─── DATASET EXTRACT

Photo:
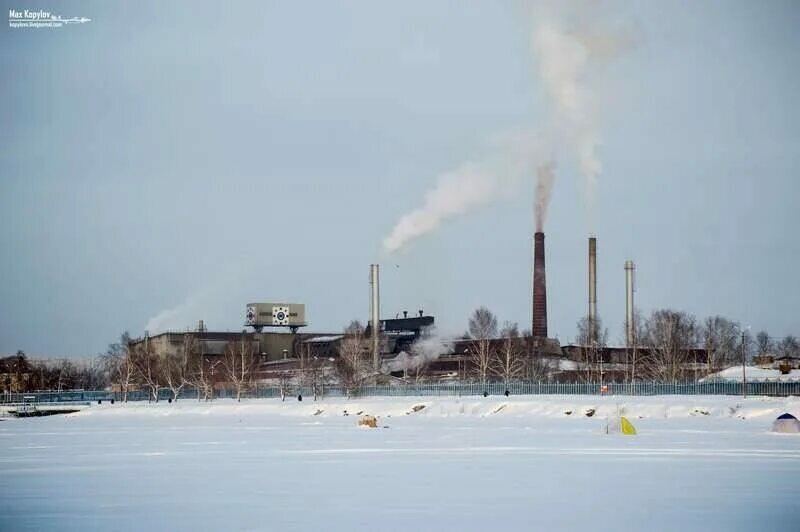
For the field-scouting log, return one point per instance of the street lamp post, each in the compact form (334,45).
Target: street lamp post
(744,362)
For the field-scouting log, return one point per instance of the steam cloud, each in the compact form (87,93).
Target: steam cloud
(545,174)
(565,58)
(468,187)
(456,192)
(425,350)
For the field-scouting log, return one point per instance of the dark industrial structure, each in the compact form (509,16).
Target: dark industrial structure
(539,314)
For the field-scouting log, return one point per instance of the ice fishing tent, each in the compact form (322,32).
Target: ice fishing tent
(620,425)
(786,424)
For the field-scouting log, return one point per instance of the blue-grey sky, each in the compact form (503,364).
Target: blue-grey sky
(176,160)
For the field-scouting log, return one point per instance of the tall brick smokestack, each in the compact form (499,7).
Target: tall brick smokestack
(539,321)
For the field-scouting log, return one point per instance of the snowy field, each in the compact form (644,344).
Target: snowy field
(519,463)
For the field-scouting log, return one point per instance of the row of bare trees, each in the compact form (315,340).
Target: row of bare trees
(138,365)
(674,345)
(501,353)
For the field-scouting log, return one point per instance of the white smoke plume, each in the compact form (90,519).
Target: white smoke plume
(545,174)
(425,350)
(466,188)
(568,49)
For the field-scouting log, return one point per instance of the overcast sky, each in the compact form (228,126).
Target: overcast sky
(172,161)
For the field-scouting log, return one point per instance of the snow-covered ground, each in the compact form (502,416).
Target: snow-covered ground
(519,463)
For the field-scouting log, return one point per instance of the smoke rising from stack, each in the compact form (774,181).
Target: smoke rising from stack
(568,48)
(539,314)
(468,187)
(592,283)
(545,174)
(425,350)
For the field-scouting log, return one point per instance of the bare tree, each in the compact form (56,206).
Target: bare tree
(199,375)
(312,370)
(482,329)
(239,363)
(592,340)
(175,366)
(119,365)
(146,365)
(789,347)
(720,338)
(509,363)
(670,335)
(353,366)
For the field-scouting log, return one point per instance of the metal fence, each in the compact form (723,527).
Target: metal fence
(764,388)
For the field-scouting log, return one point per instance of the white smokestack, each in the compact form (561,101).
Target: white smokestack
(567,51)
(464,189)
(375,317)
(545,173)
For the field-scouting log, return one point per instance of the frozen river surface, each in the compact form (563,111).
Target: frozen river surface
(457,464)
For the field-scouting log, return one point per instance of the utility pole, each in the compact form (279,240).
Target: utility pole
(744,362)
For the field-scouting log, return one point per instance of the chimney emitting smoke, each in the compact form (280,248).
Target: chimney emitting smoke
(374,311)
(592,283)
(539,314)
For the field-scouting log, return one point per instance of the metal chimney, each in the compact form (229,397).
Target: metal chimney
(592,281)
(374,312)
(539,314)
(630,270)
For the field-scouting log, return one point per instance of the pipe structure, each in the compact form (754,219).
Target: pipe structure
(374,311)
(630,269)
(592,283)
(539,311)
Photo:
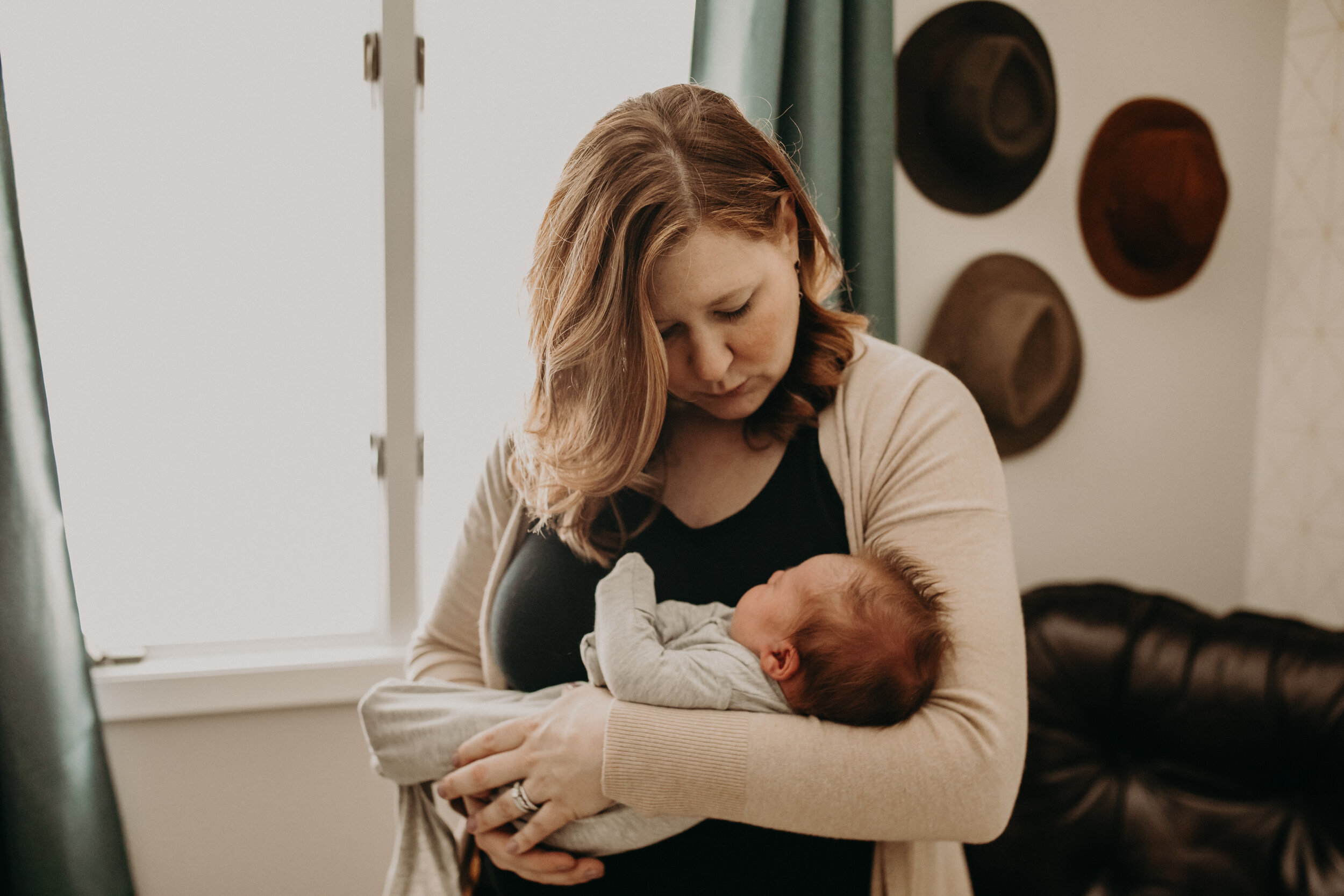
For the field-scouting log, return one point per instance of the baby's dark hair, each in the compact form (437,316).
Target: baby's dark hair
(870,649)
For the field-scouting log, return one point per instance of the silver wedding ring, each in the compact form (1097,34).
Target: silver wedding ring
(520,798)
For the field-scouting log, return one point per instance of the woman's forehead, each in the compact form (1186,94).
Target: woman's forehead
(709,267)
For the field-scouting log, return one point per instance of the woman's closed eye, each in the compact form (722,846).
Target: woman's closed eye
(737,312)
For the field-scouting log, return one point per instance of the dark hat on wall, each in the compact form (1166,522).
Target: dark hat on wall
(1152,197)
(1007,332)
(975,106)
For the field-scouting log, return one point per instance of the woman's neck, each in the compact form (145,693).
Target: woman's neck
(711,472)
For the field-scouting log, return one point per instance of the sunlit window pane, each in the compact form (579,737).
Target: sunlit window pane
(511,89)
(201,199)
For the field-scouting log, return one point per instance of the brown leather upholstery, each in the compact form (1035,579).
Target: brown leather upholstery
(1174,752)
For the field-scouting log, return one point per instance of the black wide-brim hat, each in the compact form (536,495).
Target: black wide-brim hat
(1007,332)
(975,106)
(1152,197)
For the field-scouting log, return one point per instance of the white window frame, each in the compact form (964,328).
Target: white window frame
(186,680)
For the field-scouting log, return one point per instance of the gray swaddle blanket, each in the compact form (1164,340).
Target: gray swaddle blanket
(670,653)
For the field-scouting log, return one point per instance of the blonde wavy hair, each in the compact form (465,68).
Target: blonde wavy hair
(639,184)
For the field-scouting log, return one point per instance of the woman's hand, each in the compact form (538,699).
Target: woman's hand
(538,865)
(558,757)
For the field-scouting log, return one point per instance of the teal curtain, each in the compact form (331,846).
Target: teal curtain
(820,76)
(60,830)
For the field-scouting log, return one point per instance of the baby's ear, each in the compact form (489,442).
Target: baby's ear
(780,661)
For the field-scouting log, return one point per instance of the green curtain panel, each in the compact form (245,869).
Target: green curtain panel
(820,76)
(60,830)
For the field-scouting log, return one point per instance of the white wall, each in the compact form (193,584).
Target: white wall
(1148,478)
(267,804)
(1296,558)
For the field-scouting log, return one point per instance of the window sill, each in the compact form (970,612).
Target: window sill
(211,684)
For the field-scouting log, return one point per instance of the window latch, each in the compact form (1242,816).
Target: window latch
(380,447)
(373,57)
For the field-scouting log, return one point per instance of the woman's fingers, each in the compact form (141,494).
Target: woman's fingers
(484,776)
(539,865)
(501,812)
(502,738)
(547,820)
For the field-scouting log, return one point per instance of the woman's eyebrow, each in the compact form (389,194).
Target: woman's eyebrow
(733,295)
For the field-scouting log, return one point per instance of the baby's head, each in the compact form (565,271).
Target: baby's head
(855,640)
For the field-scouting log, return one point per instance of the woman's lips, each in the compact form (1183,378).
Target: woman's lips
(734,393)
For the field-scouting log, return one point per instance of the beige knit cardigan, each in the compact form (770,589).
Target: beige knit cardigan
(916,467)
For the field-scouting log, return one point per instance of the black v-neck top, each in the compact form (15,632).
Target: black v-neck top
(545,606)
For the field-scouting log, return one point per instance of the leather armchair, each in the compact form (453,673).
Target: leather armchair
(1174,752)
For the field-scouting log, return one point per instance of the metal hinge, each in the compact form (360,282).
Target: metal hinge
(113,656)
(380,445)
(373,57)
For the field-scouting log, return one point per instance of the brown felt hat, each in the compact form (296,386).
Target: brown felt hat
(1152,197)
(1007,332)
(975,106)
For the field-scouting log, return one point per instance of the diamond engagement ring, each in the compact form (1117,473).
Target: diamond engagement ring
(520,798)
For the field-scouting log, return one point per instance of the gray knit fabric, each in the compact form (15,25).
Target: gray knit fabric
(670,653)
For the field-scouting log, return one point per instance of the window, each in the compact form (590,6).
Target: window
(202,202)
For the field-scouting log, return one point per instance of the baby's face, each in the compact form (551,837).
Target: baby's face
(769,613)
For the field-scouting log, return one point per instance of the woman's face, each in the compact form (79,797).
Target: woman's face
(727,308)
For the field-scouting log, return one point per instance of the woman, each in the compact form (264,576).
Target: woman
(697,404)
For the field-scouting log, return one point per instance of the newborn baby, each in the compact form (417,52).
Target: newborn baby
(847,639)
(855,640)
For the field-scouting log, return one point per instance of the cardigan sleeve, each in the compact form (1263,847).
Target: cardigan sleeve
(447,644)
(920,472)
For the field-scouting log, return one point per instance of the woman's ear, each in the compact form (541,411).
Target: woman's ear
(787,225)
(780,661)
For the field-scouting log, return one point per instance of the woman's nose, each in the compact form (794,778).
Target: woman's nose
(710,359)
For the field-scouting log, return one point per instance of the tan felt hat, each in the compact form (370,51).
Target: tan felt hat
(1152,197)
(1007,332)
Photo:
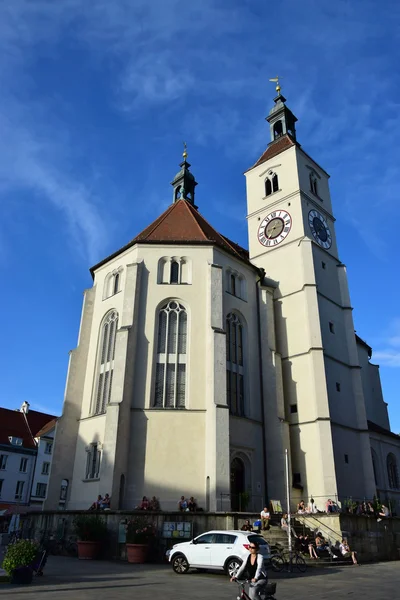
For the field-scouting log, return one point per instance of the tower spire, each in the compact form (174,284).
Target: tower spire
(281,119)
(184,181)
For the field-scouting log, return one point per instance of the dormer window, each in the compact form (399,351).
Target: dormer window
(15,441)
(313,184)
(271,183)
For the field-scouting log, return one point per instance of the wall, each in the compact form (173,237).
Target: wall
(372,540)
(12,474)
(42,457)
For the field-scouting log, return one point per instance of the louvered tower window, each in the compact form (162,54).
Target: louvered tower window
(170,386)
(106,367)
(234,365)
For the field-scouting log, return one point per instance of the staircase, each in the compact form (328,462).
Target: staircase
(277,538)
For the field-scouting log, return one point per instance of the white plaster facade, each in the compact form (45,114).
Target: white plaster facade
(298,346)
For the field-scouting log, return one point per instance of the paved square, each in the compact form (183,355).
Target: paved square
(69,578)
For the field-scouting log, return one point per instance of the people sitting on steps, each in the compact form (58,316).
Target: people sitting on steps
(246,526)
(265,519)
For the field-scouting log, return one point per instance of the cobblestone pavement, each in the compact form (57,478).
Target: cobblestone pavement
(69,578)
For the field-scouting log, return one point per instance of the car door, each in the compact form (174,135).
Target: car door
(200,550)
(222,549)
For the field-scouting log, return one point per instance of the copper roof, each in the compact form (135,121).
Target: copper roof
(181,223)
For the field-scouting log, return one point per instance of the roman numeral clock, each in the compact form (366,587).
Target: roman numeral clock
(274,228)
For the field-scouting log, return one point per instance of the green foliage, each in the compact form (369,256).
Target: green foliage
(90,528)
(20,554)
(139,531)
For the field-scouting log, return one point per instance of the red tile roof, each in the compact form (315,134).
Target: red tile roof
(12,423)
(275,148)
(181,223)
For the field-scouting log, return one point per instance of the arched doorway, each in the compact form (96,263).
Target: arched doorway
(237,483)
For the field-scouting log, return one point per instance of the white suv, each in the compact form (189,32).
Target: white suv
(219,550)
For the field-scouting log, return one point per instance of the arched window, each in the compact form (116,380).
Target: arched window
(393,474)
(375,466)
(170,385)
(234,365)
(313,184)
(116,283)
(106,367)
(278,130)
(275,184)
(232,284)
(174,272)
(271,184)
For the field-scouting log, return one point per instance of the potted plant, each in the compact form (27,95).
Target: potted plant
(18,560)
(139,534)
(91,531)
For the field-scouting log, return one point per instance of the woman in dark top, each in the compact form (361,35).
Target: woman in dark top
(254,570)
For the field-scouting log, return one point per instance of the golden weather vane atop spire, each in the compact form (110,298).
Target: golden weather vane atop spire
(276,80)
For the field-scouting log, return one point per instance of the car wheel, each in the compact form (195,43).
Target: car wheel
(232,566)
(180,564)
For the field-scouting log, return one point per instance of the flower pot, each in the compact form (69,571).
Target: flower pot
(22,575)
(88,550)
(137,553)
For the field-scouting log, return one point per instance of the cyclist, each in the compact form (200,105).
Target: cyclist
(253,569)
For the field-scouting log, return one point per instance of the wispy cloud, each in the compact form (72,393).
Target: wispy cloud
(389,353)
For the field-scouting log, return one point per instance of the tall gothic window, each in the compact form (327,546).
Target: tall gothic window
(170,386)
(106,366)
(313,184)
(393,474)
(234,365)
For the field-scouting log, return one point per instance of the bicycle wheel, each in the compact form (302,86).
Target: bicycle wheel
(277,563)
(300,563)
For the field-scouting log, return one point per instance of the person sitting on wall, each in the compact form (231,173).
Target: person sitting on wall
(384,512)
(347,553)
(154,504)
(183,504)
(106,502)
(97,503)
(284,523)
(322,545)
(192,504)
(301,508)
(265,517)
(246,526)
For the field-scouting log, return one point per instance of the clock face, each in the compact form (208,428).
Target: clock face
(274,228)
(319,229)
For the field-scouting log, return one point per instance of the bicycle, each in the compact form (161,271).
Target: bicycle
(282,560)
(267,593)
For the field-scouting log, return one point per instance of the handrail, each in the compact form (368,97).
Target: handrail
(322,523)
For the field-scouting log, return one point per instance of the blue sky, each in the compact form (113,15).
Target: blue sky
(96,98)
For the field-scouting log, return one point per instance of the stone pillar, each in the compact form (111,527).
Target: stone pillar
(66,434)
(217,415)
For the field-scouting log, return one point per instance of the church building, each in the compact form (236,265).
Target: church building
(200,362)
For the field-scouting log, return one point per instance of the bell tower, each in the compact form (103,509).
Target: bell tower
(291,231)
(184,182)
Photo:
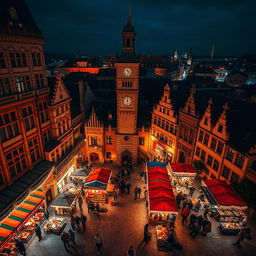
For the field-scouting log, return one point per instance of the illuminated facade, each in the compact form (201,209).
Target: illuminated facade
(37,130)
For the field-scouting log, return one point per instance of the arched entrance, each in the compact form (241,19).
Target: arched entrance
(94,157)
(182,157)
(126,157)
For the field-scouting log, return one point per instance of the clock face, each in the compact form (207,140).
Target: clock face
(127,72)
(127,101)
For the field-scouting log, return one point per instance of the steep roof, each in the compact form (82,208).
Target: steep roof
(17,19)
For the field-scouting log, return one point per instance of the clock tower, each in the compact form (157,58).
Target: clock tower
(127,91)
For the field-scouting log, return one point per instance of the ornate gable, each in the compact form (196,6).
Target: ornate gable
(190,107)
(220,128)
(93,121)
(206,121)
(59,92)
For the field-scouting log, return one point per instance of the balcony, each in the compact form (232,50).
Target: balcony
(251,175)
(69,156)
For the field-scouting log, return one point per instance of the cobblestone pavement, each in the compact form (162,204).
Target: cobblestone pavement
(123,225)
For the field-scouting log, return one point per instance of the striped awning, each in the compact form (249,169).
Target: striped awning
(16,218)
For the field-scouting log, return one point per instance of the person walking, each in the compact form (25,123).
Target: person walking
(72,222)
(77,221)
(207,227)
(241,237)
(131,251)
(83,220)
(38,232)
(185,214)
(135,193)
(97,208)
(128,187)
(72,236)
(195,229)
(65,239)
(46,214)
(197,206)
(115,196)
(20,247)
(98,240)
(80,202)
(147,234)
(139,192)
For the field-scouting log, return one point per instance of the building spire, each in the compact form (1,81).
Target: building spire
(129,15)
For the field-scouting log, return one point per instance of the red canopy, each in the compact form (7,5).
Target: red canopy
(182,168)
(100,174)
(163,205)
(159,185)
(156,169)
(223,193)
(158,176)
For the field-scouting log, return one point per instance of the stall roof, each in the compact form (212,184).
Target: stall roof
(81,173)
(156,170)
(64,200)
(98,178)
(156,164)
(181,168)
(163,205)
(224,194)
(158,177)
(15,219)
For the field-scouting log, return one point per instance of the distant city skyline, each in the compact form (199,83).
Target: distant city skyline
(94,27)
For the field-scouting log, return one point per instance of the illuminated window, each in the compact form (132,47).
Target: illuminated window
(239,160)
(216,165)
(141,141)
(209,160)
(220,148)
(206,139)
(220,128)
(203,155)
(16,161)
(234,178)
(109,140)
(28,118)
(34,150)
(2,61)
(230,154)
(197,151)
(225,172)
(213,144)
(8,126)
(5,88)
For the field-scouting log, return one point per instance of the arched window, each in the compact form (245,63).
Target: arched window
(128,43)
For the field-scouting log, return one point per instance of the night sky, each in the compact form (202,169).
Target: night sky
(94,27)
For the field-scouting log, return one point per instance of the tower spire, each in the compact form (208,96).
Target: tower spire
(129,15)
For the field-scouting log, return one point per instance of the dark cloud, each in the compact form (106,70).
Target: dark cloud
(94,27)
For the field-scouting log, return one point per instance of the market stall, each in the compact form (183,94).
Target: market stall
(96,184)
(65,203)
(55,225)
(20,223)
(226,205)
(182,176)
(80,175)
(161,198)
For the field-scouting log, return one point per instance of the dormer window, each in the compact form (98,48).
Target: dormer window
(13,13)
(220,128)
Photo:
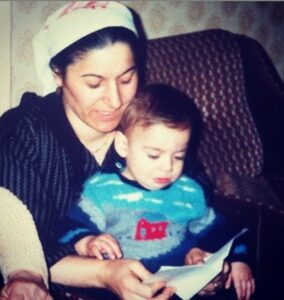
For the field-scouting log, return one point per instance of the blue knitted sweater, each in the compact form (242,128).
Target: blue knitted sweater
(157,227)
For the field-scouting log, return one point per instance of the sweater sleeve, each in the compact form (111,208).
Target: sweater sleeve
(20,247)
(24,169)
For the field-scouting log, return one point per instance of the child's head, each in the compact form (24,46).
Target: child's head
(154,135)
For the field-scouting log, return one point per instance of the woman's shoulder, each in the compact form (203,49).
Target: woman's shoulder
(28,116)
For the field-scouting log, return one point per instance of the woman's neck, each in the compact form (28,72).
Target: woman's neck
(96,142)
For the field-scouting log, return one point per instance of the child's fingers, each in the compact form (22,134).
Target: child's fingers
(94,249)
(195,256)
(228,282)
(113,250)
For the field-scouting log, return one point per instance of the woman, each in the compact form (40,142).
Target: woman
(51,144)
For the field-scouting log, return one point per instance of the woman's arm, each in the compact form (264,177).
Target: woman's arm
(20,247)
(121,276)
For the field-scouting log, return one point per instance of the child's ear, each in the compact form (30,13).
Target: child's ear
(121,144)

──────

Starting at the line that contains "compact form (98,48).", write out every line through the final line of the entries, word for word; skip any pictures.

■ **ANSWER BELOW**
For the field-scouting log, return one point per instance of the dormer window, each in the compact form (98,48).
Target: dormer window
(13,13)
(220,128)
Photo:
For the field-scouting log, return one point per instance of the blue knitted sweater, each in the compact form (242,128).
Target: blue knitted sweater
(157,227)
For the field-scouting log, return one point per instance of the sweater sleeve, each in the compact form (111,208).
Target: sweater sleeve
(20,247)
(24,169)
For the field-scouting log, return one point per instance of the child's head, each in the compact form (24,46).
Target: child's head
(154,135)
For the field-scouting log, return one point per instance of the woman's shoulder, each in the compact form (203,49).
Target: woman's shoulder
(28,116)
For the field-scouting log, return one point per instance of the woman's neck, each in the compact form (28,72).
Target: woman's neck
(96,142)
For the field-scouting log, return one point per instance of the child's fingers, each in the compact form (22,134).
Target: child's fingers
(94,249)
(195,256)
(228,282)
(113,250)
For the field-scouting log, return one point per instance of the woman, each in the compact form (40,142).
Target: woman
(51,144)
For the field-scouting log, return one point per instance of the woman's arm, each in the compact form (264,177).
Target: woman's arm
(20,247)
(121,276)
For the field-scouting log, return one point per instance of the child's ear, each in the compact form (30,13).
Target: child's ear
(121,144)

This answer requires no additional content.